** start of Exercise input **

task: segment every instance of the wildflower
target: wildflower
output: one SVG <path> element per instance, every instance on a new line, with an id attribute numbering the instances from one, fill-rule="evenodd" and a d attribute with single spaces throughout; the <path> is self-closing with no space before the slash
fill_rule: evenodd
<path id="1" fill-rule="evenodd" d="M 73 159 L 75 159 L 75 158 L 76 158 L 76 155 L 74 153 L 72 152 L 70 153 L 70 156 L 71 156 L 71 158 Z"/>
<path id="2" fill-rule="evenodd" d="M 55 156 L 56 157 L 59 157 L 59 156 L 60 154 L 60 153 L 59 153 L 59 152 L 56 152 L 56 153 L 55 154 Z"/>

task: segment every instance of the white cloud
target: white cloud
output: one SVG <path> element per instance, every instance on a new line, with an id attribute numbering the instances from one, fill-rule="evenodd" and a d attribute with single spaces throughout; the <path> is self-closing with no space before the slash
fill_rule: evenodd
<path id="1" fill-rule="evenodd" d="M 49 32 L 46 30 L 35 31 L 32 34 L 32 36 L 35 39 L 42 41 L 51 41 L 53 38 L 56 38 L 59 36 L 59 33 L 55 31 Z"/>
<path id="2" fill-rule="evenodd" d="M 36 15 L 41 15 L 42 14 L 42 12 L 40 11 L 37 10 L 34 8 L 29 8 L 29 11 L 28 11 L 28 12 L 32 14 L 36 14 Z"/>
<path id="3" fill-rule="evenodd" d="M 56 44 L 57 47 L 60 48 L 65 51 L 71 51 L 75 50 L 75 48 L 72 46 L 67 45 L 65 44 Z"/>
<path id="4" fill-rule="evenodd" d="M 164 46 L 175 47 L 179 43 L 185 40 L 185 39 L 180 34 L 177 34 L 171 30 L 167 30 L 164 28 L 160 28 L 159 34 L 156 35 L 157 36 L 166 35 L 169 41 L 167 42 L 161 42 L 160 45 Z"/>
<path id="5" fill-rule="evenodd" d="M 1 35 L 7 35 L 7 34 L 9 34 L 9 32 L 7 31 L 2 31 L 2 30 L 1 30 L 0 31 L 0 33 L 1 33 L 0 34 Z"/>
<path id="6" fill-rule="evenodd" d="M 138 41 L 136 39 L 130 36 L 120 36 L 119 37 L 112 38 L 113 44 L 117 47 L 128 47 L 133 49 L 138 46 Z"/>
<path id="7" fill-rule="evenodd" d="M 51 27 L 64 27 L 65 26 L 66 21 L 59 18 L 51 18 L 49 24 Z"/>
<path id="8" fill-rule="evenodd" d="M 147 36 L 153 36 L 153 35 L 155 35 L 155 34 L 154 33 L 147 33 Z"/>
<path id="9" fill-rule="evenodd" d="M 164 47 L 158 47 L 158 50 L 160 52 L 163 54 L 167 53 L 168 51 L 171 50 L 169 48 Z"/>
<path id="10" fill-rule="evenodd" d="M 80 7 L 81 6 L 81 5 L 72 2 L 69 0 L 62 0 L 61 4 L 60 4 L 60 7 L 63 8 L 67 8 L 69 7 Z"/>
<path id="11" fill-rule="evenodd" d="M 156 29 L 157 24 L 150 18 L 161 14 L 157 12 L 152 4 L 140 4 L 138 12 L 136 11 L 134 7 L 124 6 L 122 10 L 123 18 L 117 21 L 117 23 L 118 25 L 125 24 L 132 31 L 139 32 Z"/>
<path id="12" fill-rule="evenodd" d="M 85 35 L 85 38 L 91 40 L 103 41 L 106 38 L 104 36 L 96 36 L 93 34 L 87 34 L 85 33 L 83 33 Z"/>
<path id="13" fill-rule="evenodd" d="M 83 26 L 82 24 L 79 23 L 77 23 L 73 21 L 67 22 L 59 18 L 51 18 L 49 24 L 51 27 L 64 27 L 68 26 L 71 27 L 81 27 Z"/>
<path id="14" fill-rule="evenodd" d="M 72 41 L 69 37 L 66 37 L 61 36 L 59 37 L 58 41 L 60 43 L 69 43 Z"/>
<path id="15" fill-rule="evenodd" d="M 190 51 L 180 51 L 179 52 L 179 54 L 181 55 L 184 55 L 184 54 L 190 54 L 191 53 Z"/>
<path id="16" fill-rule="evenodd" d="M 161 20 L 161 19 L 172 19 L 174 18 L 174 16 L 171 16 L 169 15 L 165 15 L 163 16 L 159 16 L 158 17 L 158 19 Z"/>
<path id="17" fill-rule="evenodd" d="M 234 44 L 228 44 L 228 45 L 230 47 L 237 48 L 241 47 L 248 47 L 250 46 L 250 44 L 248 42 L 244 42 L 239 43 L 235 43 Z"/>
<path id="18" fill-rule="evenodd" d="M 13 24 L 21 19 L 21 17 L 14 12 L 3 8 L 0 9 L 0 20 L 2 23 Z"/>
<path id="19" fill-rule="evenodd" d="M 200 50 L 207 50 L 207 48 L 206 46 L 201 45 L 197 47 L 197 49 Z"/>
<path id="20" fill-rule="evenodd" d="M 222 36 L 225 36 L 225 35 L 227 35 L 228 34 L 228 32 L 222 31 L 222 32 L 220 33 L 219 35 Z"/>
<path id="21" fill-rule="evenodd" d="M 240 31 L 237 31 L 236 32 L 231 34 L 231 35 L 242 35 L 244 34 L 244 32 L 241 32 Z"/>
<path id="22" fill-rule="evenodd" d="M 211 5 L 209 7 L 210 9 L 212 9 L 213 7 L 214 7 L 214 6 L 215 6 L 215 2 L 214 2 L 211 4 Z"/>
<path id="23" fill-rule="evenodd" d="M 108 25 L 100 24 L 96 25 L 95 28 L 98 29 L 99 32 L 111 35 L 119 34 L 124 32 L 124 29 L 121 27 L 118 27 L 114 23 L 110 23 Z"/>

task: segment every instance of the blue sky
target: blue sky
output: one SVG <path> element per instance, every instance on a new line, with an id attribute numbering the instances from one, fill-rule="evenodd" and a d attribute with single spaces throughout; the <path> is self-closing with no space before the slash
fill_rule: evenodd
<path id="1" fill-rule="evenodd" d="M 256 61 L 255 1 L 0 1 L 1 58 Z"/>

** end of Exercise input **

• Stated task
Please retype the entire listing above, keeping every line unchanged.

• Solution to this exercise
task: segment every instance of the wildflower
target: wildflower
output: one SVG <path> element per instance, every instance on a new line, with an id attribute numbering the instances from one, fill-rule="evenodd" and a d attribute with single spaces throughout; the <path> is self-closing with no space before the slash
fill_rule: evenodd
<path id="1" fill-rule="evenodd" d="M 73 159 L 75 159 L 75 158 L 76 158 L 76 155 L 74 153 L 72 152 L 70 153 L 70 156 L 71 156 L 71 158 Z"/>
<path id="2" fill-rule="evenodd" d="M 55 156 L 56 157 L 59 157 L 59 156 L 60 154 L 60 153 L 59 153 L 59 152 L 56 152 L 56 153 L 55 154 Z"/>

task: segment every instance of the white cloud
target: white cloud
output: one SVG <path> element per instance, every instance on a new line, with an id attribute numbering the instances from one, fill-rule="evenodd" and a d attribute with single spaces throughout; the <path> is self-closing with no space before the slash
fill_rule: evenodd
<path id="1" fill-rule="evenodd" d="M 49 32 L 46 30 L 35 31 L 32 34 L 32 36 L 35 39 L 42 41 L 51 41 L 53 38 L 56 38 L 59 36 L 59 33 L 55 31 Z"/>
<path id="2" fill-rule="evenodd" d="M 36 15 L 41 15 L 42 14 L 42 12 L 40 11 L 37 10 L 34 8 L 29 8 L 29 11 L 28 11 L 28 12 L 32 14 L 36 14 Z"/>
<path id="3" fill-rule="evenodd" d="M 56 44 L 57 47 L 60 48 L 65 51 L 71 51 L 75 50 L 75 48 L 72 46 L 67 45 L 65 44 Z"/>
<path id="4" fill-rule="evenodd" d="M 164 46 L 175 47 L 179 43 L 185 40 L 185 39 L 180 34 L 177 34 L 171 30 L 167 30 L 164 28 L 160 28 L 159 34 L 156 35 L 157 36 L 166 35 L 169 41 L 167 42 L 161 42 L 160 45 Z"/>
<path id="5" fill-rule="evenodd" d="M 1 35 L 7 35 L 7 34 L 9 34 L 9 32 L 7 31 L 2 31 L 2 30 L 1 30 L 0 31 L 0 33 L 1 33 L 0 34 Z"/>
<path id="6" fill-rule="evenodd" d="M 138 41 L 136 39 L 130 36 L 120 36 L 119 37 L 112 38 L 113 44 L 117 47 L 128 47 L 133 49 L 138 46 Z"/>
<path id="7" fill-rule="evenodd" d="M 51 27 L 64 27 L 65 26 L 66 21 L 59 18 L 51 18 L 49 24 Z"/>
<path id="8" fill-rule="evenodd" d="M 147 36 L 153 36 L 153 35 L 155 35 L 155 34 L 154 33 L 147 33 Z"/>
<path id="9" fill-rule="evenodd" d="M 164 47 L 158 47 L 158 50 L 160 52 L 163 54 L 167 53 L 168 51 L 171 50 L 169 48 Z"/>
<path id="10" fill-rule="evenodd" d="M 80 7 L 81 6 L 81 5 L 72 2 L 69 0 L 62 0 L 61 4 L 60 4 L 60 7 L 63 8 L 67 8 L 69 7 Z"/>
<path id="11" fill-rule="evenodd" d="M 156 29 L 157 24 L 150 18 L 161 14 L 157 12 L 152 4 L 140 4 L 138 12 L 136 11 L 134 7 L 124 6 L 122 10 L 123 18 L 117 21 L 117 23 L 118 25 L 125 24 L 132 31 L 139 32 Z"/>
<path id="12" fill-rule="evenodd" d="M 85 35 L 85 38 L 91 40 L 103 41 L 106 38 L 104 36 L 96 36 L 93 34 L 87 34 L 85 33 L 83 33 Z"/>
<path id="13" fill-rule="evenodd" d="M 83 26 L 82 24 L 79 23 L 77 23 L 73 21 L 67 22 L 59 18 L 51 18 L 49 24 L 51 27 L 64 27 L 68 26 L 71 27 L 81 27 Z"/>
<path id="14" fill-rule="evenodd" d="M 72 41 L 69 37 L 66 37 L 61 36 L 59 37 L 58 41 L 60 43 L 69 43 Z"/>
<path id="15" fill-rule="evenodd" d="M 190 51 L 180 51 L 179 52 L 179 54 L 181 55 L 184 55 L 184 54 L 190 54 L 191 53 Z"/>
<path id="16" fill-rule="evenodd" d="M 161 20 L 161 19 L 172 19 L 174 18 L 174 16 L 171 16 L 169 15 L 165 15 L 163 16 L 159 16 L 158 17 L 158 19 Z"/>
<path id="17" fill-rule="evenodd" d="M 234 44 L 228 44 L 228 45 L 230 47 L 237 48 L 241 47 L 248 47 L 250 46 L 250 44 L 248 42 L 244 42 L 239 43 L 235 43 Z"/>
<path id="18" fill-rule="evenodd" d="M 13 24 L 21 19 L 21 17 L 14 12 L 3 8 L 0 9 L 0 20 L 2 23 Z"/>
<path id="19" fill-rule="evenodd" d="M 200 50 L 207 50 L 207 48 L 206 46 L 201 45 L 197 47 L 197 49 Z"/>
<path id="20" fill-rule="evenodd" d="M 222 36 L 225 36 L 225 35 L 227 35 L 228 34 L 228 32 L 222 31 L 222 32 L 220 33 L 219 35 Z"/>
<path id="21" fill-rule="evenodd" d="M 240 31 L 237 31 L 236 32 L 231 34 L 231 35 L 242 35 L 244 34 L 244 32 L 241 32 Z"/>
<path id="22" fill-rule="evenodd" d="M 211 5 L 209 7 L 210 9 L 212 9 L 213 7 L 214 7 L 214 6 L 215 6 L 215 2 L 214 2 L 211 4 Z"/>
<path id="23" fill-rule="evenodd" d="M 108 25 L 100 24 L 96 25 L 95 28 L 98 29 L 99 32 L 111 35 L 119 34 L 124 32 L 124 29 L 121 27 L 118 27 L 114 23 L 110 23 Z"/>

task: segment every instance of the blue sky
target: blue sky
output: one SVG <path> element per instance, every instance on a new line, with an id attribute numbering the instances from one, fill-rule="evenodd" and a d attribute with single spaces throughout; the <path> is self-closing with no space before the slash
fill_rule: evenodd
<path id="1" fill-rule="evenodd" d="M 256 61 L 255 1 L 0 1 L 1 58 Z"/>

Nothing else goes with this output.